Tarefa proposta a: Reproduza sem nenhuma alteração as linhas dos registros que vão da que contém "I need you to analyze the photo above. Specifically, find eroded" até a que contém "[162,463,238,559]", incluindo as duas.

Trecho fornecido:
........

O que é estranho, porque uma das críticas dela (e sua) é o contexto em que o feminismo emerge.
Que nem sempre algo que é profunda injustiça e desigualdade num contexto x é profunda e indiscutível injustiça e desigualdade num contexto y.
Concordo que o principal ponto dela era esse, mas baseado na exceção (inuits) para justificar a regra (patriarcado).
Então essa resposta de certo modo é uma das resposta que falei que não tava conseguindo fazer lá no outro tópico.
Um dos problemas do feminismo é que ele emerge num núcleo industrial e abastado e sempre se manteve em núcleos assim. O típico feminista (a típica voz ativa do feminismo, o típico produtor de artigos feministas para os jornalões, o típico palestrante em simpósios feministas da Escola de Filosofia da USP) é um ser-humano do século XX ou XXI morador de um bairro nobre em uma cidade industrial com um emprego típico das classes mais abastadas. Ele é um sociólogo morador do Leblon e professor da UNIRIO, é uma advogada formada pela FGV de Botafogo, é a filha deste casal que estuda Direção Teatral na ECo.

........

Registros fornecidos:
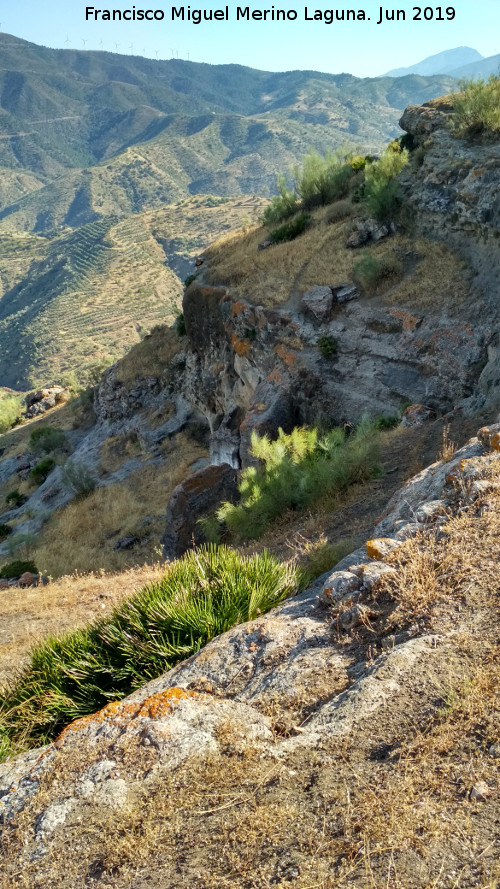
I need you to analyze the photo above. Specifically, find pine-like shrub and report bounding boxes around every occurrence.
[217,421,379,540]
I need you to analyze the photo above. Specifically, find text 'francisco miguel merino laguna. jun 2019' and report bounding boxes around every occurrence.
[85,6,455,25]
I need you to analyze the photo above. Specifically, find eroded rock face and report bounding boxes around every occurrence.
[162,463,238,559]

........

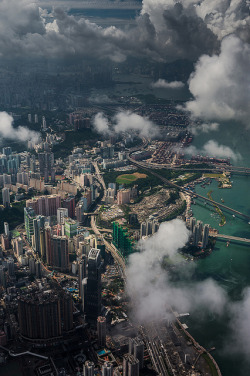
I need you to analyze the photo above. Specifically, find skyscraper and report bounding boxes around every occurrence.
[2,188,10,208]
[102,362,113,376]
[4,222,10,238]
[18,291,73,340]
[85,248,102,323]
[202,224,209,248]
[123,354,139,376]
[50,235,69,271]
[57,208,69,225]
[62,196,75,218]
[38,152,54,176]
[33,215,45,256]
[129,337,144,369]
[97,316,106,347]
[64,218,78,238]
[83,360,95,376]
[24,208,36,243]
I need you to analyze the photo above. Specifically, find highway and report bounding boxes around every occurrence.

........

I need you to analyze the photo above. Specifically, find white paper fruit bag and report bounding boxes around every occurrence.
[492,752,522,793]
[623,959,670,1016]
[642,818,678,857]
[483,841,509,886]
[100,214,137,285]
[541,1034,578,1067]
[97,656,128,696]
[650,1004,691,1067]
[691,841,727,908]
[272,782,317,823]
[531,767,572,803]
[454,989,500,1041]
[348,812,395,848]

........

Tarefa proposta b: Indique se cada afirmação abaixo está de acordo com o trecho sobre o feminismo e cite as palavras do trecho que decidem a questão. (i) O feminismo surge num núcleo industrial e abastado. (ii) Com o tempo, o feminismo passou a se concentrar sobretudo em populações rurais. (iii) Entre os exemplos de típico feminista está uma advogada formada pela USP.

Resposta correta a:
I need you to analyze the photo above. Specifically, find eroded rock face and report bounding boxes around every occurrence.
[162,463,238,559]

Resposta correta b:
(i) Sim: "ele emerge num núcleo industrial e abastado".
(ii) Não: "sempre se manteve em núcleos assim".
(iii) Não: "é uma advogada formada pela FGV de Botafogo".